O presidente Luiz Inácio Lula da Silva defendeu, nesta terça-feira (31), o fortalecimento de políticas públicas de combate à violência contra a mulher durante um evento realizado em São Paulo. Em seu discurso, ele afirmou que “mulher não foi feita para apanhar” e criticou o aumento dos casos de feminicídio no país.
A declaração ocorre em meio ao debate crescente sobre a politização do tema, que tem gerado divergências entre diferentes setores da sociedade e do cenário político. O presidente ressaltou que a violência doméstica e os assassinatos de mulheres precisam ser tratados como prioridade nacional, independentemente de posicionamentos ideológicos.
Dados recentes do Fórum Brasileiro de Segurança Pública indicam que o Brasil segue registrando números elevados de feminicídio, com vítimas, em sua maioria, mortas por parceiros ou ex-parceiros. O cenário reforça a necessidade de ações mais efetivas de prevenção, proteção e punição.
Durante o evento, Lula também destacou a importância da Lei Maria da Penha como um dos principais instrumentos no enfrentamento à violência doméstica, mas reconheceu que ainda há desafios na aplicação prática da legislação em todo o país.
Especialistas e organizações da sociedade civil apontam que, além do endurecimento das leis, é fundamental ampliar o acesso a canais de denúncia, casas de acolhimento e políticas de educação para reduzir a violência de gênero.
O governo federal tem sinalizado a intenção de reforçar programas voltados à proteção das mulheres, em parceria com estados e municípios, buscando reduzir os índices de violência e garantir maior segurança para a população feminina.

**Instruções da tarefa**
Verta para o inglês a seguinte frase do texto fornecido: “Dados recentes do Fórum Brasileiro de Segurança Pública indicam que o Brasil segue registrando números elevados de feminicídio, com vítimas, em sua maioria, mortas por parceiros ou ex-parceiros.”

**Material extraído**
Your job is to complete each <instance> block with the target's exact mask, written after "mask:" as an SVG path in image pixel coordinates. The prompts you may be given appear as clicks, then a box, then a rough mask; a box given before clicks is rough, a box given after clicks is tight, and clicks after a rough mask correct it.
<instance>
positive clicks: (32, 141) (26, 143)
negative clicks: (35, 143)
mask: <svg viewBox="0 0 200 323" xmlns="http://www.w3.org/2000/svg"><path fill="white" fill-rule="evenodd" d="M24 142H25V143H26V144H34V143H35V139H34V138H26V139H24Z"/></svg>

**Resposta**
Recent data from the Brazilian Public Security Forum indicate that Brazil continues to record high numbers of femicides, with the victims mostly killed by partners or former partners.